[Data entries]

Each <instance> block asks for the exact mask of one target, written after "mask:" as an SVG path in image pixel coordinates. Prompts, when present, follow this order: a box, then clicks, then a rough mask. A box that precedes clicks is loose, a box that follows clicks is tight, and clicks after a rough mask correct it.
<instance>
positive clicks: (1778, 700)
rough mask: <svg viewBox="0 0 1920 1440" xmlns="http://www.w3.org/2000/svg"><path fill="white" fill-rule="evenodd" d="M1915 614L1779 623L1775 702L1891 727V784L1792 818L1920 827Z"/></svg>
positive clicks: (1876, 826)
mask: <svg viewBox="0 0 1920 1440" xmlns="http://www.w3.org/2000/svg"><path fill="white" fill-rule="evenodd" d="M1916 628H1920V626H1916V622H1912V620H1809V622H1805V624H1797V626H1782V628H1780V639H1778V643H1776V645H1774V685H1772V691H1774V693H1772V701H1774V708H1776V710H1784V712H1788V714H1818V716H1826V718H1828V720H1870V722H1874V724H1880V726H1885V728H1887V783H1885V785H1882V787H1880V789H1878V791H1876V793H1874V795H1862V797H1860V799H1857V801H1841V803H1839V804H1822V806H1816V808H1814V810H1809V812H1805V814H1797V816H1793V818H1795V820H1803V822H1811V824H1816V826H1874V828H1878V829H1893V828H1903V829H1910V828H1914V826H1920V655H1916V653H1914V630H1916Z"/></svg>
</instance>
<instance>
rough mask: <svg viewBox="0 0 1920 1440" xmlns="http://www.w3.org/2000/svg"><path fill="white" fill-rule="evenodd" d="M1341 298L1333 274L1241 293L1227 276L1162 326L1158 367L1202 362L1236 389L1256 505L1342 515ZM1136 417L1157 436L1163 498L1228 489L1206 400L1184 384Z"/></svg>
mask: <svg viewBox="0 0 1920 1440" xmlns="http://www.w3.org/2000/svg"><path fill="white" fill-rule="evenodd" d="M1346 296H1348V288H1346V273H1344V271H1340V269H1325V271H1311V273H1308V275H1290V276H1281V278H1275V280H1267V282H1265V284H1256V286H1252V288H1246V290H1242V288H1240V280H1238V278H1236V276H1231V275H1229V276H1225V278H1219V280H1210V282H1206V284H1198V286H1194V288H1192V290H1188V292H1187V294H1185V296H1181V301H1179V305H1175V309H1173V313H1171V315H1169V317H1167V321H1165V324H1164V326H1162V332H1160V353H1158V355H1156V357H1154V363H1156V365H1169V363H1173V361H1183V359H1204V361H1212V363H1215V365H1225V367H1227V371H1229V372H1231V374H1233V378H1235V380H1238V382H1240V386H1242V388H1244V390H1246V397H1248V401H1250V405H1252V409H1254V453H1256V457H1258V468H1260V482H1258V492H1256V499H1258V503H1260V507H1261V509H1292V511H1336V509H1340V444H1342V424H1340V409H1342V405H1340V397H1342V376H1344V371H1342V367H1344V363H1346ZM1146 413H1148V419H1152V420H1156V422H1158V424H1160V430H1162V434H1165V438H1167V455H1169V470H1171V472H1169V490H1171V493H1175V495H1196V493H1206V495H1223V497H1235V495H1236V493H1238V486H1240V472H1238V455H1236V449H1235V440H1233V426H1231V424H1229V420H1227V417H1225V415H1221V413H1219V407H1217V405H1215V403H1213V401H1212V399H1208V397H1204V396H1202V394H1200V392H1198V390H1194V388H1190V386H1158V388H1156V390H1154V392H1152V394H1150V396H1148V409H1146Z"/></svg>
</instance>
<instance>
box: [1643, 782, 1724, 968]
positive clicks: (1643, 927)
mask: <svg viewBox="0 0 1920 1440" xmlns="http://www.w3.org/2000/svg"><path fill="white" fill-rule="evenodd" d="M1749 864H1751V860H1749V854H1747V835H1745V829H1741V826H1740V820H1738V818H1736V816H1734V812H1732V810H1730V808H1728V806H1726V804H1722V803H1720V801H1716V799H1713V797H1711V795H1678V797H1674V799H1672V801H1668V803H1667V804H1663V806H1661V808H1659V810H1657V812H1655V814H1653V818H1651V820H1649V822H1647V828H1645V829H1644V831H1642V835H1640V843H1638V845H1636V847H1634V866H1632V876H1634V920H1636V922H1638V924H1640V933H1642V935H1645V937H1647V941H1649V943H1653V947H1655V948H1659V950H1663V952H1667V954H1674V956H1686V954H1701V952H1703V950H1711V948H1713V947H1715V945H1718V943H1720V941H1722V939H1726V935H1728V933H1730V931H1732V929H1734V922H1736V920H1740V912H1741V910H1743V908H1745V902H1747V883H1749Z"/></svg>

**Exercise description:**
Once the records have been read, print them all again exactly.

**Task result:**
Each <instance> block asks for the exact mask of one target, written after "mask:" as an SVG path in image pixel coordinates. Prompts, when present, follow this order: a box, then clicks, then a rough mask. A box that precedes clicks is loose, a box that follows clicks is tight, and clicks after a rough mask correct it.
<instance>
positive clicks: (1778, 700)
rough mask: <svg viewBox="0 0 1920 1440" xmlns="http://www.w3.org/2000/svg"><path fill="white" fill-rule="evenodd" d="M1915 614L1779 623L1775 702L1891 727V784L1792 818L1920 827Z"/></svg>
positive clicks: (1876, 826)
mask: <svg viewBox="0 0 1920 1440" xmlns="http://www.w3.org/2000/svg"><path fill="white" fill-rule="evenodd" d="M1916 628H1920V626H1916V622H1912V620H1809V622H1805V624H1797V626H1782V628H1780V639H1778V643H1776V645H1774V685H1772V691H1774V693H1772V701H1774V708H1776V710H1784V712H1788V714H1818V716H1826V718H1828V720H1870V722H1874V724H1880V726H1885V728H1887V783H1885V785H1882V787H1880V789H1878V791H1876V793H1874V795H1862V797H1860V799H1857V801H1841V803H1839V804H1822V806H1816V808H1814V810H1809V812H1805V814H1797V816H1793V818H1795V820H1803V822H1811V824H1816V826H1874V828H1878V829H1893V828H1903V829H1910V828H1914V826H1920V655H1916V653H1914V630H1916Z"/></svg>
</instance>
<instance>
rough mask: <svg viewBox="0 0 1920 1440" xmlns="http://www.w3.org/2000/svg"><path fill="white" fill-rule="evenodd" d="M1341 298L1333 274L1241 293L1227 276L1162 326L1158 367L1202 362L1236 389L1256 505L1342 515ZM1136 417L1157 436L1163 498L1228 489L1206 400L1184 384Z"/></svg>
mask: <svg viewBox="0 0 1920 1440" xmlns="http://www.w3.org/2000/svg"><path fill="white" fill-rule="evenodd" d="M1346 296H1348V288H1346V273H1344V271H1340V269H1325V271H1311V273H1308V275H1290V276H1281V278H1275V280H1267V282H1265V284H1256V286H1252V288H1246V290H1242V288H1240V280H1238V278H1236V276H1231V275H1229V276H1225V278H1219V280H1210V282H1206V284H1198V286H1194V288H1192V290H1188V292H1187V294H1185V296H1181V301H1179V305H1175V309H1173V313H1171V315H1169V317H1167V321H1165V324H1164V326H1162V332H1160V353H1158V355H1156V357H1154V363H1156V365H1169V363H1173V361H1183V359H1204V361H1212V363H1215V365H1225V367H1227V371H1229V372H1231V374H1233V378H1235V380H1238V382H1240V386H1242V388H1244V390H1246V397H1248V401H1250V405H1252V409H1254V453H1256V457H1258V468H1260V482H1258V492H1256V499H1258V503H1260V507H1261V509H1292V511H1336V509H1340V444H1342V424H1340V409H1342V405H1340V397H1342V376H1344V371H1342V367H1344V363H1346ZM1146 413H1148V419H1152V420H1156V422H1158V424H1160V430H1162V434H1165V438H1167V455H1169V470H1171V472H1169V490H1171V493H1175V495H1196V493H1206V495H1223V497H1235V495H1236V493H1238V486H1240V472H1238V455H1236V449H1235V440H1233V426H1231V424H1229V420H1227V417H1225V415H1221V413H1219V407H1217V405H1215V403H1213V401H1212V399H1208V397H1204V396H1202V394H1200V392H1198V390H1194V388H1190V386H1158V388H1156V390H1154V392H1152V394H1150V396H1148V409H1146Z"/></svg>
</instance>
<instance>
box: [1643, 782, 1724, 968]
positive clicks: (1643, 927)
mask: <svg viewBox="0 0 1920 1440" xmlns="http://www.w3.org/2000/svg"><path fill="white" fill-rule="evenodd" d="M1749 864H1751V860H1749V854H1747V835H1745V829H1741V826H1740V820H1738V818H1736V816H1734V812H1732V810H1730V808H1728V806H1726V804H1722V803H1720V801H1716V799H1713V797H1711V795H1678V797H1674V799H1672V801H1668V803H1667V804H1663V806H1661V808H1659V810H1657V812H1655V814H1653V818H1651V820H1649V822H1647V828H1645V829H1644V831H1642V835H1640V843H1638V845H1636V847H1634V866H1632V876H1634V920H1636V922H1638V924H1640V933H1642V935H1645V937H1647V941H1649V943H1653V947H1655V948H1659V950H1663V952H1667V954H1674V956H1686V954H1701V952H1703V950H1711V948H1713V947H1715V945H1718V943H1720V941H1722V939H1726V935H1728V933H1730V931H1732V929H1734V922H1736V920H1740V912H1741V910H1743V908H1745V902H1747V883H1749Z"/></svg>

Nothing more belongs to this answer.